» **Problem set**:
(A) Name every country the VPS hosting forum thread lists as a place where the SMART Cloud solutions can be activated.
(B) Write what comes next in the VPS hosting forum thread, picking up after its last sentence.

» **Selection**:
-- -- --
For both use-cases, however, the XL is a nice choice if you have a business to build up on webservices like small hosting or mail hosting or you think you will have lots of active users. It's very hard to spend all the resources this size offers, especially if your setup is correctly done.


----------



## drmike (Apr 3, 2016)

So first post here is a thinly veiled ad dressed up as a hypothetical estimator of needs?


Not the best way to start here.


----------



## michyprima (Apr 3, 2016)

drmike said:


> So first post here is a thinly veiled ad dressed up as a hypothetical estimator of needs?
> 
> 
> Not the best way to start here.



While I may see your point, I don't think I actually did something so bad as you picture it. There still is a considerable amount of informations in the first post; someone starting from the ground obviously has no idea how much resources needs a daemon or another and the estimator I wrote is obviously valid for every provider out there.


----------



## drmike (Apr 3, 2016)

The advertorial is a mess. Ignoring language issues, there are references to *S*, *M, L* but these remain undefined variables in your programming.



> S will be more than enough because nginx, with those resources, can easily serve hundreds of people simultaneously



Telling someone or inferring that package S will suffice to serve hundreds of 'people' at the same time is suicide.  If we sustain say 150 users and burst to 200+ during whole of day we get:


150 requests second x 60 seconds = 9,000 requests a minute  x 60 minutes = 540,000 requests an hour  x 24 hours = 12,960,000 requests per day


Doable?  Sure.  Wise, not in the least bit.  


Remember there is overhead and piling on connections.  Not everyone is moving data at full wire speed errorless.  No mention of the data size either.  Serving a million small elements has problems, serving 500k in size images has others and both require optimization.  One size shoes fit hardly anyone.


If you are going to claim things like this, then model it and post actual test results and means to replicate it.  That said I was pushing far more than that 2 decades on very lowly hardware and on less mature server software, but it wasn't virtualized. Doing yourself a disservice and customers who believe such FUD.


All this effort to push a 1 euro a month VPS?


Linux



1 Core
Intel Xeon E5 v3



1 GB
RAM


20 GB
SSD Storage


2 TB/month
transfer



powered


1,00 €/month


What would be more compelling, and interesting here with our audience is talking about your virtualization choice, locations, certifications, etc.  We are a more mature and knowledgeable readership here.


Also, can the rest of us not buy from Aruba?  Sounds like it:



> All SMART Cloud solutions can be activated in the following Countries: United Kingdom, Germany, Italy, France and Czech Republic



^^^ Strange way of saying you offer services in those countries - as in you have servers in those countries.


----------



## drmike (Apr 3, 2016)

... and while I prefer Nginx, the whole idea that Apache is so bloated on RAM usage vs. Nginx is a bit outdated.


Today Nginx is probably bloated in comparison to more hungry upstarts that stick to the basics.
-- -- --
» **Data listing**:

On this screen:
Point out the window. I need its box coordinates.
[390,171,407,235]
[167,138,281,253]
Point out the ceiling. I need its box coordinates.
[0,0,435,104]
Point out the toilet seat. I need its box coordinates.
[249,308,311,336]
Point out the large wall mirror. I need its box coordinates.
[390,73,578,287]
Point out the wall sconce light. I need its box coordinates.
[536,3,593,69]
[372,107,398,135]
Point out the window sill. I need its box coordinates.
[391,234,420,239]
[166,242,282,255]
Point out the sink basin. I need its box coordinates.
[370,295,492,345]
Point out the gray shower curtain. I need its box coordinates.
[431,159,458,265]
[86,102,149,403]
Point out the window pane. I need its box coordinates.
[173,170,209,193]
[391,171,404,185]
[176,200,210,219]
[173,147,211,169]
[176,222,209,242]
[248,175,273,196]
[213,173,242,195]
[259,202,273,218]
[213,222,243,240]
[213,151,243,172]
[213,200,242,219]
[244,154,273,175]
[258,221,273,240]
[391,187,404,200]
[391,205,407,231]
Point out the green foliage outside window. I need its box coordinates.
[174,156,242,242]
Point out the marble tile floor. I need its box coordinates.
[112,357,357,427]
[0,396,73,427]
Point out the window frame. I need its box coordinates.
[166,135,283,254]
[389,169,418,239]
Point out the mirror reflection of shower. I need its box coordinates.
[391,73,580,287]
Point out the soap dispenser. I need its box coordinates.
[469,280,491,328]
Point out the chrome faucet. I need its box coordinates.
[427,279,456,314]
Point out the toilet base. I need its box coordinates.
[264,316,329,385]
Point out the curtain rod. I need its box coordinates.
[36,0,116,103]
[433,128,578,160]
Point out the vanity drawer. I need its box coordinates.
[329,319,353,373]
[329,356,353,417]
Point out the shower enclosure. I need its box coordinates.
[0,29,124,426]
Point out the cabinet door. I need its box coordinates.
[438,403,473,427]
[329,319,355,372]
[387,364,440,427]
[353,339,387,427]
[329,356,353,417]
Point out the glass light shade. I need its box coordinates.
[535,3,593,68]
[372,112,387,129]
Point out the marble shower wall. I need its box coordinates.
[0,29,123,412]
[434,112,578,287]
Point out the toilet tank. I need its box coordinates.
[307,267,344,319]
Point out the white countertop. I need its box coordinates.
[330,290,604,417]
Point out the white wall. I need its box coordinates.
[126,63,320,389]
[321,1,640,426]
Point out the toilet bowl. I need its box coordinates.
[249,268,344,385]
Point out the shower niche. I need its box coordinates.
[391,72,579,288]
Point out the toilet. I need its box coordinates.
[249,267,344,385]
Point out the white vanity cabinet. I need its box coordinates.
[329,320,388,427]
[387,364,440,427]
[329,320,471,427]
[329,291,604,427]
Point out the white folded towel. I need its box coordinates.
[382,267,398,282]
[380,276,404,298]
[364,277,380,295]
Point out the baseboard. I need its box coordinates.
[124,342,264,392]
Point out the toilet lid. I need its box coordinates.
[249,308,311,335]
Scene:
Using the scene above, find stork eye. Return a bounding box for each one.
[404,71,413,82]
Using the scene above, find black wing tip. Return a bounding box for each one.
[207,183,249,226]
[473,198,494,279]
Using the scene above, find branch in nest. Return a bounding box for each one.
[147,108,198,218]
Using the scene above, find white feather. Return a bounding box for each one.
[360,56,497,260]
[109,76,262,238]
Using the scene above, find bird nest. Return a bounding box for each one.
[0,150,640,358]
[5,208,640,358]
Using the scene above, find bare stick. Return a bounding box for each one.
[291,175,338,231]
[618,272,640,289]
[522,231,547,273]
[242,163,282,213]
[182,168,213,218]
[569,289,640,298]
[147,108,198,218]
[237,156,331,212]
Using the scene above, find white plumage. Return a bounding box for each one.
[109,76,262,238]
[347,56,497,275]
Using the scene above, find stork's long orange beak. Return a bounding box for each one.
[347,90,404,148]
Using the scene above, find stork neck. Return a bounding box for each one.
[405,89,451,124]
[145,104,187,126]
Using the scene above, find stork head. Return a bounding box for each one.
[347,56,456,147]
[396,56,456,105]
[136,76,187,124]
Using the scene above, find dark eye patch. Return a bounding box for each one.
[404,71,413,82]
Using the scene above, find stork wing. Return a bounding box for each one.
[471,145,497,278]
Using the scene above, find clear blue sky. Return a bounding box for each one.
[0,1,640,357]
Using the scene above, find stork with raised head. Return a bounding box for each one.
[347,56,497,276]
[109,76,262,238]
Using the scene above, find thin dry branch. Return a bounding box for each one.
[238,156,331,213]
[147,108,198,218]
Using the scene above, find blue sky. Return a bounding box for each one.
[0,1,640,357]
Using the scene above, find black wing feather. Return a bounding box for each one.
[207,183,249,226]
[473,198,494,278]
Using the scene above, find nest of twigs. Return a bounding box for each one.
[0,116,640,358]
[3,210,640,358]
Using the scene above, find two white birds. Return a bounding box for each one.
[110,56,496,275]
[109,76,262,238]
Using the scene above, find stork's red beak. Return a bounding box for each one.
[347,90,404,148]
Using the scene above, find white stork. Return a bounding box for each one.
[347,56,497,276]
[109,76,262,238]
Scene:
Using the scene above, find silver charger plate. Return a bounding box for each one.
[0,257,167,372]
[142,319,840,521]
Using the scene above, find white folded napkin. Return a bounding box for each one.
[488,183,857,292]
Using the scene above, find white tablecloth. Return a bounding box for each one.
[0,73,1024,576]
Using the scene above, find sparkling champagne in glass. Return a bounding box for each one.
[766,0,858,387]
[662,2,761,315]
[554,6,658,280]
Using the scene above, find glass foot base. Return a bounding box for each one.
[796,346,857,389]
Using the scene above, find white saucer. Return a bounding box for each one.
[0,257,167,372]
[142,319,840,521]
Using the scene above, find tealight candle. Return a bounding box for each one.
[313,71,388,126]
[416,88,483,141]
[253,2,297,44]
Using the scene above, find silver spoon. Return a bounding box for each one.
-- -- --
» **Answers per task**:
(A) United Kingdom, Germany, Italy, France, Czech Republic

(B)
----------



## fm7 (Apr 3, 2016)

Someone thinking to order an unmanaged cheap vps/dedicated without knowing how much computer resources are needed ... I could anticipate that this would be just a minor problem.  Ignorance is indeed bliss


----------



## DomainBop (Apr 3, 2016)

> What would be more compelling, and interesting here with our audience is talking about your virtualization choice, locations, certifications, etc.



I'll fill in the Aruba blanks.


The virtualization for their budget Cloud Server Smart line is VMware.  The Cloud Server Pro line is VMware and Hyper-V.


Company:  Aruba was founded in 1994 and is the largest hosting company in Italy, 5th largest in Europe, 10th largest in the world.  From the Aruba.it about us page: "2.1 million domains, over 7.4 million email accounts, over 4.1 million PEC accounts, 31,000 physical servers and a total of over 4.7 million customers"   Wikipedia lists the revenues as over 100 million in 2010 and employee count of 500.  Company also runs the new .cloud domain registry (ICANN chose Aruba to run .cloud over Amazon and Google who had also put in bids to run  the .cloud registry.  See http://www.thedomains.com/2014/11/18/aruba-it-formally-announces-it-acquired-cloud-beating-out-google-amazon/ ) and it sponsors a motorbike racing team with Ducati (https://www.arubaracing.com/?lang=en-GB).


Certifications: you name it and their DC's are certified for it (see https://datacenter.aruba.it/en/certification.aspx ).  Their Aruba PEC and Actualis divisions are also accredited by the Italian government to issue digital signatures and smart cards in Italy and offer PEC (Posta Elettronica Certificata aka certified electronic email) services.



> Also, can the rest of us not buy from Aruba?  Sounds like it:
> 
> 
> All SMART Cloud solutions can be activated in the following Countries: United Kingdom, Germany, Italy, France and Czech Republic



Aruba sells to people in all countries.


  The locations for their cloud servers are United Kingdom (London), Germany (Frankfurt), Italy, France (Paris), and Czech Republic .  They own and built the two datacenters in Arezzo, Italy (IT1 is a Tier IV DC) and Ktiš , Czech Republic (run through their 100% owned Czech brand Forpsi which was founded in 1997).


----------



## drmike (Apr 3, 2016)

See @DomainBop exactly.  They should hire some competence and clearly have in other disciplines.   Heck you've done a far better job representing them than OP has.


But for some reason a rep comes here to spam crud straight out of the gate.  Useless crud at that.   Math and measure that just is well, useless.


Mind you, I was semi familiar with them, just hadn't realized their sanctioned marketing tactics.


----------



## michyprima (Apr 3, 2016)

drmike said:


> See @DomainBop exactly.  They should hire some competence and clearly have in other disciplines.   Heck you've done a far better job representing them than OP has.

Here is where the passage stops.